══ Texte de lecture
Opinion
Réforme pénale :
un pas de plus vers la
dictature politique
Nicolas Bourgoin
Photo:
D.R.
Mardi 1er mars 2016
Les députés débattent à partir
d’aujourd’hui de la réforme pénale
destinée à « renforcer la lutte contre
le crime organisé, le terrorisme et leur
financement et améliorer l’efficacité et
les garanties de la procédure pénale »
comme son intitulé l’indique. Un texte à
haut risque pour les libertés publiques
selon le défenseur des droits,
Jacques Toubon, qui redoute un
abaissement de la démocratie et des
droits fondamentaux. En effet, il ne
s’agit ni plus ni moins que de
constitutionnaliser l’état d’urgence en
inscrivant certaines de ses
dispositions, propres à la lutte
antiterroriste, dans le droit commun
pour faire en sorte que l’exception
devienne la règle. Même le député Les
Républicains Patrick Devedjian
s’est inquiété d’un texte qui
banalise la surveillance de masse des
citoyens et donne des pouvoirs
exorbitants à la police administrative.
Mais l’exécutif pourra sans nul doute
compter sur la grande majorité des élus
de l’UMPS pour valider une réforme dont
la fonction première est de museler la
contestation sociale, à l’image de
l’état d’urgence.
De nouveaux
pouvoirs donnés à la police.
Les forces de l’ordre pourront
désormais, lors d’un contrôle
d’identité, retenir une personne dans
une limite de 4 heures « lorsqu’il y a
des raisons sérieuses de penser que son
comportement est lié à des activités à
caractère terroriste, le temps
nécessaire à l’examen de la
situation ». Cette rétention
quasi-arbitraire pourra se faire même si
la personne dispose d’une pièce
d’identité.
════
Recopiez le passage du texte sur la réforme pénale qui commence par « Les forces de » et se poursuit jusqu'à « d’identité. », en remplaçant « rétention » par « détention ».
══ Extrait du corpus
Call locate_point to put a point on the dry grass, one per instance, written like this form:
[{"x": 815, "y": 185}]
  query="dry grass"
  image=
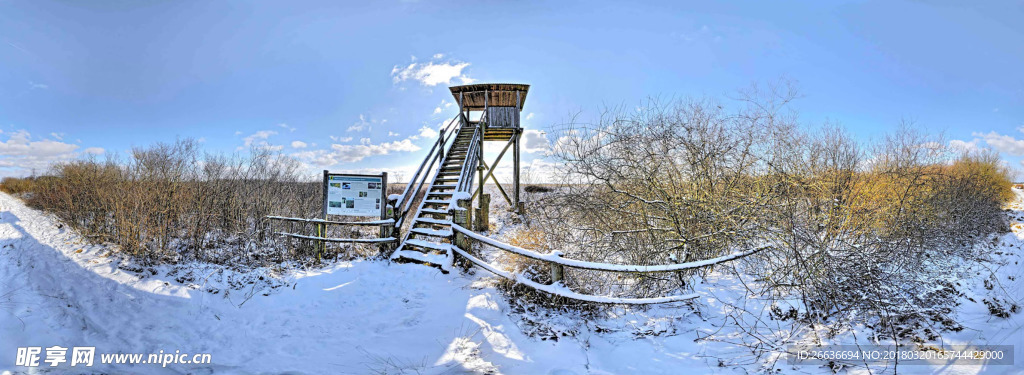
════
- [Résultat]
Les forces de l’ordre pourront
désormais, lors d’un contrôle
d’identité, retenir une personne dans
une limite de 4 heures « lorsqu’il y a
des raisons sérieuses de penser que son
comportement est lié à des activités à
caractère terroriste, le temps
nécessaire à l’examen de la
situation ». Cette détention
quasi-arbitraire pourra se faire même si
la personne dispose d’une pièce
d’identité.